• _Do this_:
Each entry below is to be transcribed exactly.

= = = =

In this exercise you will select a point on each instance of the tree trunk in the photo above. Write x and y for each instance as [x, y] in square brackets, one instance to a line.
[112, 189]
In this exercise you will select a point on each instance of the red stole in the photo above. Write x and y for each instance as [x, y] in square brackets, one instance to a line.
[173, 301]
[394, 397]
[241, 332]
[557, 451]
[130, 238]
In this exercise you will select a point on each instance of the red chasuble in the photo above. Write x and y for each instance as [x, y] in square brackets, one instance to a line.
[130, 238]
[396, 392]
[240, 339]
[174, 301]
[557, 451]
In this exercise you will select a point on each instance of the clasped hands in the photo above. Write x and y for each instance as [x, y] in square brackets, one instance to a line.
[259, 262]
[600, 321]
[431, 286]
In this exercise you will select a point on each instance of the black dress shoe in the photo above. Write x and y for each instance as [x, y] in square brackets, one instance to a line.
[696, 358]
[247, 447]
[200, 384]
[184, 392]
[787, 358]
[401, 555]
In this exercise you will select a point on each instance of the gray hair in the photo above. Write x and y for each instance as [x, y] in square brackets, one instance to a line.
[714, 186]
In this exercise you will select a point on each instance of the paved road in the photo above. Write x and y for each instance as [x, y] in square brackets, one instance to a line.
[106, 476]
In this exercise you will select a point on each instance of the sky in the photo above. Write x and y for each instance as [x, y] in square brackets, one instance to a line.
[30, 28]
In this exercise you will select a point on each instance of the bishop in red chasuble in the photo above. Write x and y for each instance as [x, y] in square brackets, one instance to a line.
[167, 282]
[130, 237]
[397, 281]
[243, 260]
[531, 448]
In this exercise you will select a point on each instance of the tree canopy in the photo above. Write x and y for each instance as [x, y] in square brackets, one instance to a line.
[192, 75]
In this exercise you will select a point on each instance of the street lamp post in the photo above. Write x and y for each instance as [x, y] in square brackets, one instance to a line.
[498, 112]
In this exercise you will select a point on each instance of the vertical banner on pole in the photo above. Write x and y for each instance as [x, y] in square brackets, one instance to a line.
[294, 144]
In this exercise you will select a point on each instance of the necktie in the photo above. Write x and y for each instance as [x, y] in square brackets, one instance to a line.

= = = =

• _Finished answer_:
In this exercise you will select a point on each instance of the tree trunk in the photo above. Write x and y for each instance as [x, y] in square brackets, one instance to a line.
[112, 189]
In this exercise you will select a point on each instance of the red stole in the photo above. Write x and y for each instance as [x, y] in square brackets, one instance to a line.
[173, 301]
[394, 397]
[241, 332]
[557, 451]
[130, 238]
In this exercise you will select a point on each instance of the red chasuble in the photo above. Write x and y for each instance as [x, y] in square brackets, one instance to a line.
[130, 238]
[396, 392]
[240, 339]
[174, 301]
[557, 451]
In this exercise you will select a point on each instance of the clasped hands in the photo above. Write x and y for each instance as [x, y] in square brackets, one instance to a line.
[259, 262]
[600, 321]
[431, 286]
In this exercise you will select a point on each instance of the black dress shoe in the photo above. Write x and y for each instance as [x, y] in square brackets, one instance to a line.
[696, 358]
[247, 447]
[200, 384]
[184, 392]
[787, 358]
[401, 555]
In this exercise you will select a point on each instance of the gray hair in the photo above. Write x and y for each instance as [x, y] in square brackets, one instance to a line.
[714, 186]
In this exercise you will select a point on each instance of the paved road in the photo above. Write x and y for each instance as [x, y] in square brackets, one instance to a line.
[106, 476]
In this exercise you will select a point on each instance of the sky in the photo above. Write x and y for each instance as [x, y] in square brackets, one instance to a line.
[30, 28]
In this exercise you will select a point on each instance of the bishop in red chasuble in the photo above. Write x and y for each instance as [x, y] in square brackets, one instance to a line.
[167, 282]
[130, 237]
[397, 281]
[243, 260]
[531, 448]
In this exercise you will select a point on each instance of the tree canopy in the photo above. Write x and y for each instance as [x, y] in square brackets, one instance to a line.
[192, 75]
In this exercise you will select a point on each instance of the street lamp post in the photo above. Write x and y for each instance as [x, y] in square brackets, one instance to a line.
[498, 112]
In this exercise you will select a point on each instance of the vertical banner on pole in the photo above. Write x and y for each instance as [x, y] in square brackets, one instance to a line.
[294, 144]
In this exercise you will select a point on each instance of the necktie in the photo above. Write x and y for each instance as [x, y] in square brackets, one instance to a line.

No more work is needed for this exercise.